-------- Extract

Cycles

In Example , we showed a robust saddle connection between equilibria of the same isotropy type. Another possibility is that we may have robust saddle connections between equilibria of different isotropy type. This in turn can lead to cycles of connections.

Given $x \in V$, and let $\omega(x)$ and $\alpha(x)$ respectively denote the omega- and alpha-limit sets of the maximal integral curve through x. Thus, if $\phi: (a,b) \mbox{$\rightarrow$ }V$ is the maximal integral curve through x, then $y \in \omega(x)$ if there exists a strictly increasing sequence $(t_i)\subset \mbox{$\mathbb{R} $ }$ such that $t_i \mbox{$\rightarrow$ }b$, $\phi(t_i) \mbox{$\rightarrow$ }y$ as $i \mbox{$\rightarrow$ }\infty$. It follows from (,), that if $\Gamma_x = H$, then $\omega(x), \alpha(x) \subset V^H$. In particular, any point in $\omega(x),\alpha(x)$ must have isotropy group as least as big as H. Thus, even though isotropy is constant along integral curves, it is possible in principle for symmetry to increase at limit points of a trajectory. As we shall now explain, this observation underlies the formation of robust heteroclinic cycles in equivariant dynamics.

----------------
-------- Recorded data

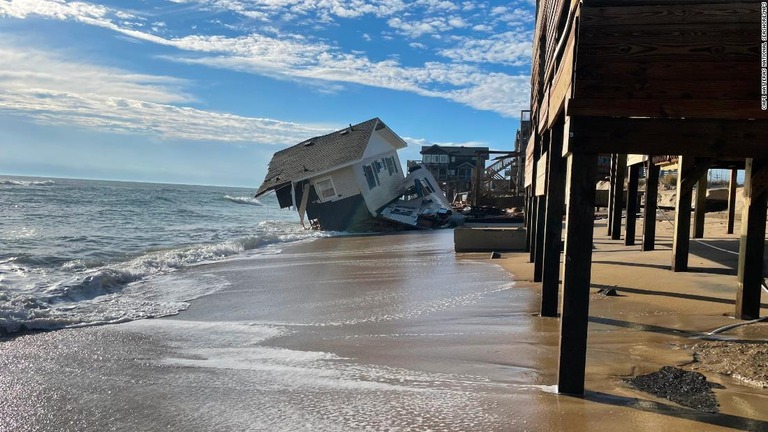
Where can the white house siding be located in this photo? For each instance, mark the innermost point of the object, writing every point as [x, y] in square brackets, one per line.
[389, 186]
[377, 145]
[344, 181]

----------------
-------- Recorded data

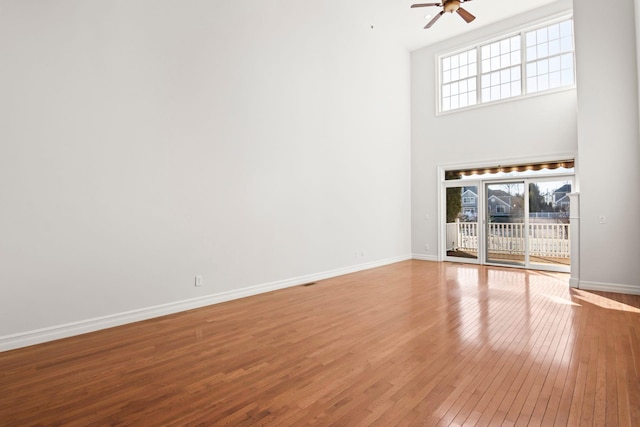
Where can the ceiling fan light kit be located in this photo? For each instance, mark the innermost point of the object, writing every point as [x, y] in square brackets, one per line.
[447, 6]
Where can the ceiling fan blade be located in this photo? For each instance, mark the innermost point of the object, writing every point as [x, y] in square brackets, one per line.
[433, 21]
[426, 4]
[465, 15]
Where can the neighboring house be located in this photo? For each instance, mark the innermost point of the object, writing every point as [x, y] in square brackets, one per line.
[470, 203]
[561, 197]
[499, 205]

----------------

**Task to complete**: Reproduce word for word the part of the cycles passage above from "In Example , we" to "cycles of connections.".

**Exercise answer**:
In Example , we showed a robust saddle connection between equilibria of the same isotropy type. Another possibility is that we may have robust saddle connections between equilibria of different isotropy type. This in turn can lead to cycles of connections.